**Set problem**.
Copy out the lines word for word, from the first one through the line that contains "[124,222,437,311]". Leave the pictures out of your copy.
>> START Given records
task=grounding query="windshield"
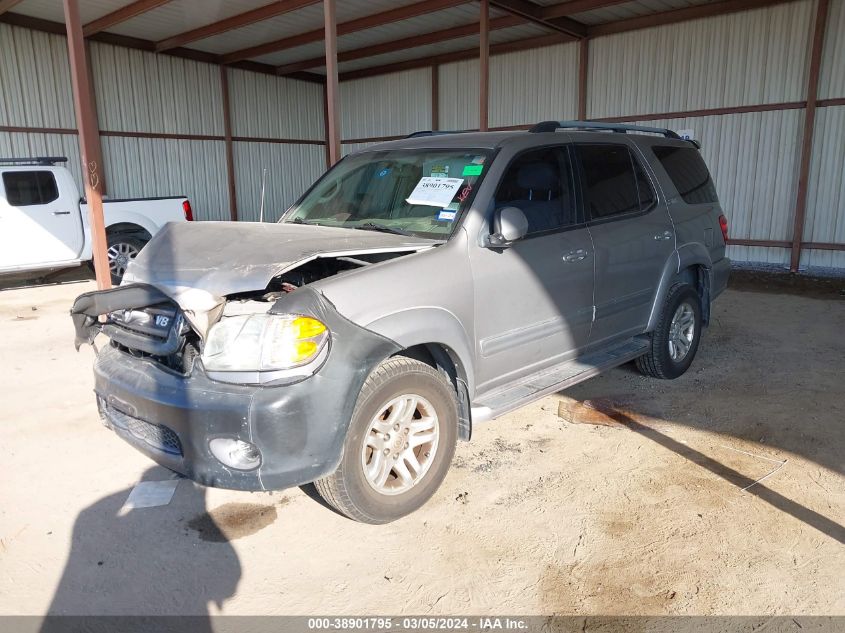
[280,149,490,239]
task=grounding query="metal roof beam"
[588,0,795,37]
[0,0,22,13]
[222,0,470,64]
[540,0,631,20]
[82,0,175,37]
[490,0,587,39]
[276,15,525,75]
[340,33,572,81]
[156,0,321,52]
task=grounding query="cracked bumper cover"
[81,286,399,490]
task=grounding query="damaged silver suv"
[72,122,730,523]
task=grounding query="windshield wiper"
[352,222,413,237]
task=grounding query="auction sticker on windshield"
[407,176,464,208]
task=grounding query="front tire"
[637,283,702,380]
[314,356,458,524]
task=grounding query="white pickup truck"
[0,157,193,283]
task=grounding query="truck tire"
[314,356,458,524]
[636,283,702,380]
[106,233,147,286]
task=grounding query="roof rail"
[528,121,683,140]
[405,130,471,138]
[0,156,67,167]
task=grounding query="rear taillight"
[182,200,194,225]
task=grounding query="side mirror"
[487,207,528,248]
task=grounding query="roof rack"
[0,156,67,167]
[528,121,683,140]
[405,130,471,138]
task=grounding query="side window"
[654,147,719,204]
[3,171,59,207]
[577,144,655,220]
[496,147,579,236]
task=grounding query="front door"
[470,147,593,392]
[0,168,83,269]
[575,143,675,347]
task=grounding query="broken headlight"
[202,314,329,372]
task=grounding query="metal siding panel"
[637,110,804,265]
[102,137,230,220]
[233,142,326,222]
[90,42,223,136]
[229,70,326,141]
[588,0,814,118]
[801,106,845,269]
[490,42,578,127]
[340,68,431,139]
[819,0,845,99]
[0,24,76,128]
[439,59,479,130]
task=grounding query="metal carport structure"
[0,0,845,285]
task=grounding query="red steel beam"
[478,0,490,132]
[789,0,830,272]
[220,66,238,222]
[64,0,111,290]
[323,0,340,165]
[276,15,524,75]
[156,0,320,52]
[222,0,470,64]
[82,0,170,37]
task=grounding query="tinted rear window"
[577,144,654,220]
[654,147,719,204]
[3,171,59,207]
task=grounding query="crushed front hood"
[124,222,437,311]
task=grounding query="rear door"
[0,168,83,269]
[575,143,675,346]
[470,146,593,391]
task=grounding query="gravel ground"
[0,281,845,615]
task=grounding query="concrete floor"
[0,282,845,615]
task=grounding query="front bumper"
[84,289,399,490]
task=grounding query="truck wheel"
[637,283,701,379]
[314,356,458,524]
[106,233,147,285]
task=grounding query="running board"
[472,337,649,423]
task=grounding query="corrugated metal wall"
[340,68,431,139]
[587,0,815,118]
[228,70,326,221]
[637,110,804,265]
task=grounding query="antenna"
[258,167,267,222]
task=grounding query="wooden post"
[431,64,440,132]
[64,0,111,290]
[789,0,830,272]
[578,37,590,121]
[220,65,238,222]
[478,0,490,132]
[323,0,340,165]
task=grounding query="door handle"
[563,248,589,263]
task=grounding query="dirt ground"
[0,274,845,615]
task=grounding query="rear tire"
[106,233,147,286]
[314,356,458,524]
[636,283,702,380]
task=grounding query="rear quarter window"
[653,146,719,204]
[3,171,59,207]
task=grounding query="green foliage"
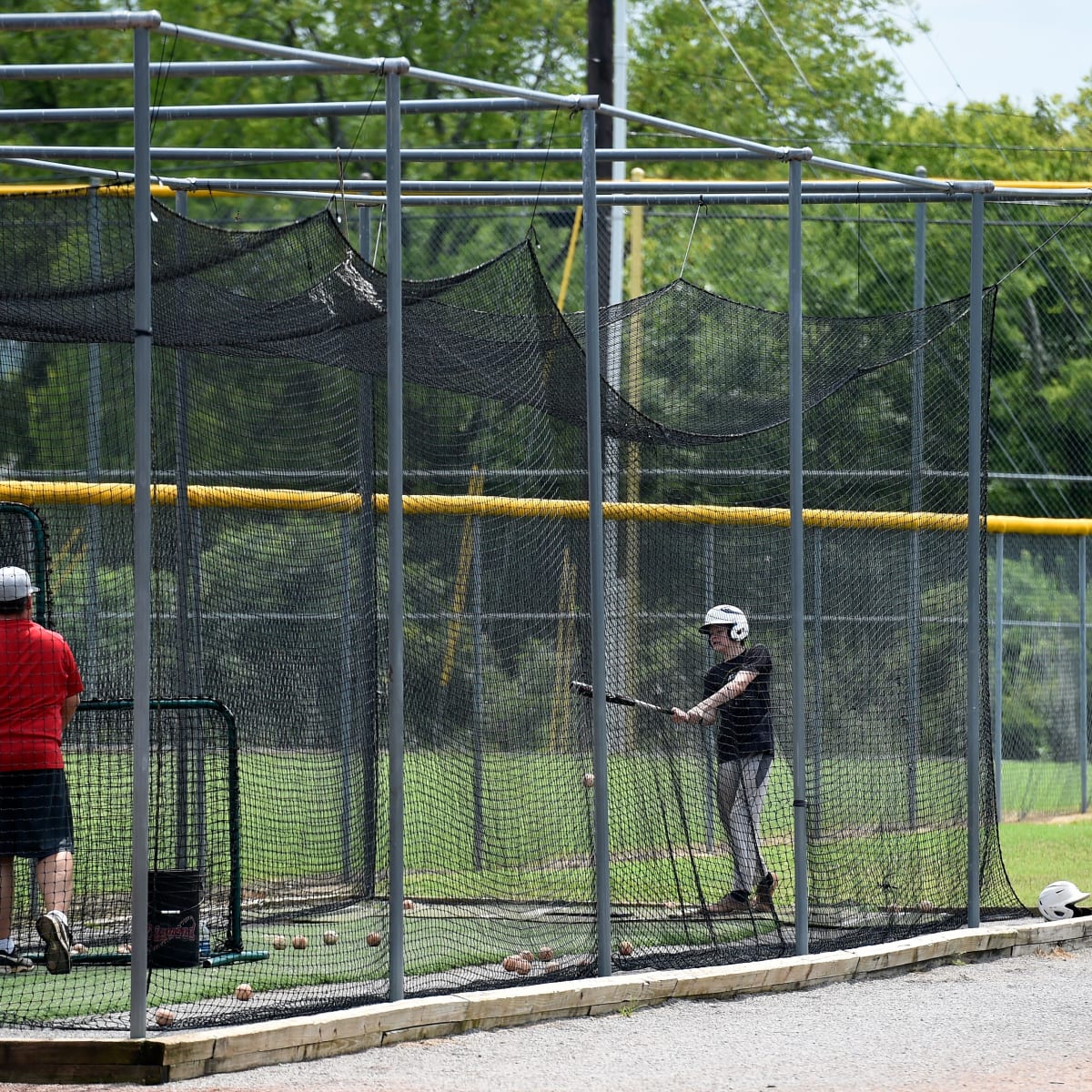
[992,547,1079,761]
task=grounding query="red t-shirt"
[0,617,83,771]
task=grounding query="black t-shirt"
[703,644,774,763]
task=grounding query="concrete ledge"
[0,917,1092,1085]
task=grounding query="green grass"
[0,903,772,1025]
[1000,820,1092,907]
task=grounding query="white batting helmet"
[1038,880,1088,922]
[701,602,750,641]
[0,564,38,602]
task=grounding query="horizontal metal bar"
[158,23,410,76]
[0,98,563,125]
[0,60,379,80]
[0,144,770,164]
[0,11,163,31]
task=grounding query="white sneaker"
[37,910,72,974]
[0,951,34,974]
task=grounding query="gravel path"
[0,948,1092,1092]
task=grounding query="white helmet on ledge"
[1038,880,1088,922]
[701,602,750,641]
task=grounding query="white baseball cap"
[0,564,38,602]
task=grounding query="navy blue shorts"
[0,770,73,861]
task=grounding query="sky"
[892,0,1092,113]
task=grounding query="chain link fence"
[190,195,1092,819]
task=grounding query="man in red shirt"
[0,566,83,974]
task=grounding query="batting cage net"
[0,192,1021,1030]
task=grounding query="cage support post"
[790,158,808,956]
[580,108,611,976]
[86,179,103,693]
[1077,535,1088,814]
[906,167,926,829]
[701,524,719,853]
[129,21,152,1038]
[808,528,825,830]
[993,534,1005,823]
[357,206,379,899]
[386,71,405,1001]
[966,187,986,929]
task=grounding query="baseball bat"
[569,679,672,716]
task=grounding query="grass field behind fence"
[0,753,1092,1023]
[51,752,1092,905]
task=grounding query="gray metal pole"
[357,206,379,899]
[966,192,986,929]
[790,159,808,956]
[906,167,926,829]
[993,534,1005,823]
[386,71,405,1001]
[580,102,611,976]
[1077,535,1088,813]
[338,515,355,884]
[82,179,103,693]
[470,515,485,868]
[808,528,825,826]
[175,190,206,879]
[129,28,152,1038]
[701,524,719,853]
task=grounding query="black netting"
[0,195,1019,1026]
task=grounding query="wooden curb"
[0,917,1092,1085]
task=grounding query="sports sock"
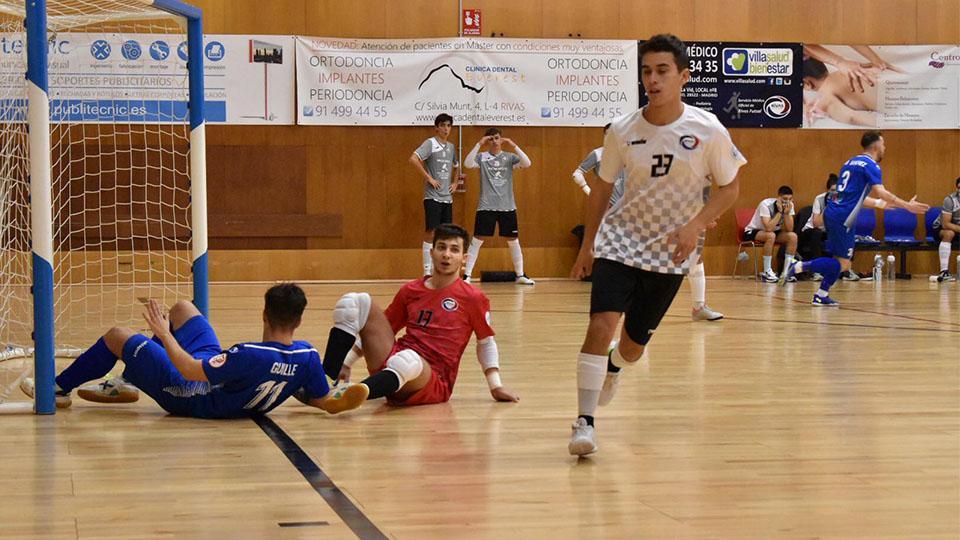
[687,262,707,309]
[507,238,523,277]
[577,353,607,426]
[466,237,483,277]
[56,338,117,392]
[423,242,433,276]
[362,368,400,400]
[323,327,357,380]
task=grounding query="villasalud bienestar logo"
[723,48,793,77]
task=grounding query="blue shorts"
[123,315,222,416]
[823,214,857,259]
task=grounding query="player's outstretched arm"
[477,336,520,402]
[143,298,207,382]
[672,177,740,264]
[870,184,930,215]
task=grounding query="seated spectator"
[743,186,797,283]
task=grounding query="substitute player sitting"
[21,283,338,418]
[324,224,520,412]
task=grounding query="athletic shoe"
[77,377,140,403]
[20,377,73,409]
[937,270,957,283]
[840,270,860,281]
[760,270,780,283]
[811,295,840,307]
[567,418,597,456]
[690,304,723,321]
[320,383,370,414]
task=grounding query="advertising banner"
[640,41,803,128]
[0,33,295,124]
[803,44,960,129]
[297,37,638,126]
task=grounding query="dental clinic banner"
[296,37,638,126]
[0,33,295,125]
[803,44,960,129]
[640,41,803,128]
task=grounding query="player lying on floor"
[323,223,520,413]
[21,283,340,418]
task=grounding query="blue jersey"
[195,341,330,418]
[824,154,883,229]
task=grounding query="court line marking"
[252,416,387,540]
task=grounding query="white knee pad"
[333,293,371,336]
[387,349,423,387]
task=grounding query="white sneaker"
[690,304,723,321]
[77,377,140,403]
[760,270,780,283]
[567,418,597,456]
[20,377,73,409]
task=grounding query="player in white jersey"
[409,113,460,276]
[568,34,746,456]
[573,124,723,321]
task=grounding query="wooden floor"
[0,279,960,539]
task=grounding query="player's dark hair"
[803,58,829,81]
[640,34,690,71]
[263,283,307,328]
[433,223,470,249]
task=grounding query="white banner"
[296,37,638,126]
[0,33,295,125]
[803,44,960,129]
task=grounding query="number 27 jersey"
[594,105,747,274]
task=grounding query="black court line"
[253,416,387,540]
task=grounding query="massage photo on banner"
[803,44,960,129]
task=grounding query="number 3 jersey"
[594,105,747,274]
[198,341,330,418]
[385,277,494,390]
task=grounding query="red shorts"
[371,343,453,406]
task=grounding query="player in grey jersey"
[573,124,723,321]
[567,34,746,456]
[931,178,960,283]
[409,113,460,276]
[464,128,534,285]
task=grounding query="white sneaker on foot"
[77,377,140,403]
[690,304,723,321]
[567,418,597,456]
[20,377,73,409]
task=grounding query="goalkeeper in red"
[323,224,520,413]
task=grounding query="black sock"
[323,327,357,380]
[361,369,400,399]
[608,352,620,374]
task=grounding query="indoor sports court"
[0,0,960,539]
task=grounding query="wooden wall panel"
[189,0,960,279]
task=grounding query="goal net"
[0,0,206,412]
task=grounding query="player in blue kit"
[780,131,930,307]
[21,283,340,418]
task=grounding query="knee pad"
[387,349,423,387]
[333,293,371,336]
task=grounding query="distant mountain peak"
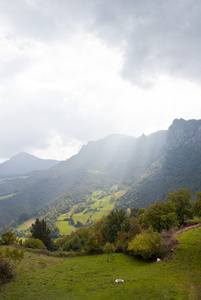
[0,152,60,175]
[167,118,201,148]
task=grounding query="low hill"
[0,152,60,175]
[0,119,201,230]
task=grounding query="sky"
[0,0,201,162]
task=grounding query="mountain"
[0,152,60,175]
[0,119,201,226]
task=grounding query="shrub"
[23,238,45,249]
[0,258,15,284]
[1,231,17,245]
[128,228,161,260]
[0,247,24,284]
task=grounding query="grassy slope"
[56,186,126,235]
[0,228,201,300]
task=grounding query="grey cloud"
[1,0,201,87]
[90,0,201,87]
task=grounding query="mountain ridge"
[0,119,201,230]
[0,152,60,175]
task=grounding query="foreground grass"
[0,228,201,300]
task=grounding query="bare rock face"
[167,119,201,149]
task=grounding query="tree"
[167,189,192,225]
[30,218,53,249]
[193,191,201,217]
[1,231,17,245]
[142,201,179,232]
[128,227,161,260]
[0,247,25,284]
[103,242,116,262]
[101,208,129,243]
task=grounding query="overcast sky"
[0,0,201,161]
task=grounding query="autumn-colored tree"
[167,189,192,225]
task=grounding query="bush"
[1,231,17,245]
[0,258,15,284]
[128,228,161,260]
[0,247,25,284]
[23,238,45,249]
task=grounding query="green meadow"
[56,186,125,235]
[0,227,201,300]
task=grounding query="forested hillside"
[0,119,201,233]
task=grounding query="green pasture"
[0,228,201,300]
[56,186,125,235]
[56,221,74,235]
[15,219,35,231]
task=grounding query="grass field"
[0,228,201,300]
[15,219,35,231]
[56,186,126,235]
>> END Given records
**Exercise answer**.
task=grounding query="windshield"
[280,149,490,239]
task=grounding query="metal roof beam"
[588,0,795,37]
[0,0,22,13]
[222,0,470,64]
[540,0,631,20]
[82,0,175,37]
[490,0,587,39]
[276,15,525,75]
[340,33,572,81]
[156,0,321,52]
task=grounding query="cracked bumper cover"
[81,286,399,490]
task=grounding query="damaged silver suv"
[72,122,730,523]
task=grounding query="windshield wiper"
[352,222,413,237]
task=grounding query="auction sticker on windshield"
[407,176,464,208]
task=grounding query="front tire"
[637,283,702,380]
[314,356,458,524]
task=grounding query="white pickup truck"
[0,157,193,283]
task=grounding query="truck tire"
[314,356,458,524]
[636,283,702,380]
[106,233,147,286]
task=grounding query="roof rail"
[528,121,683,140]
[405,130,471,138]
[0,156,67,167]
task=grounding query="rear taillight"
[182,200,194,225]
task=grounding query="side mirror"
[487,207,528,248]
task=grounding query="roof rack"
[0,156,67,167]
[528,121,683,140]
[405,130,471,138]
task=grounding query="side window"
[654,147,719,204]
[3,171,59,207]
[577,144,655,220]
[496,147,579,236]
task=grounding query="front door"
[470,147,593,392]
[0,168,83,269]
[575,143,675,347]
task=grounding query="broken headlight"
[202,314,329,372]
task=grounding query="metal siding panel"
[637,110,804,265]
[102,137,230,220]
[233,142,326,222]
[90,42,223,136]
[229,70,326,141]
[588,0,814,118]
[801,106,845,269]
[490,42,578,127]
[340,68,431,139]
[819,0,845,99]
[0,24,76,128]
[439,59,479,130]
task=grounding query="metal carport structure"
[0,0,845,285]
task=grounding query="red steel beam"
[478,0,490,132]
[789,0,830,272]
[220,66,238,222]
[64,0,111,290]
[323,0,340,165]
[276,15,524,75]
[156,0,320,52]
[222,0,470,64]
[82,0,170,37]
task=grounding query="tinted rear window"
[577,144,654,220]
[654,147,719,204]
[3,171,59,207]
task=grounding query="crushed front hood"
[124,222,437,311]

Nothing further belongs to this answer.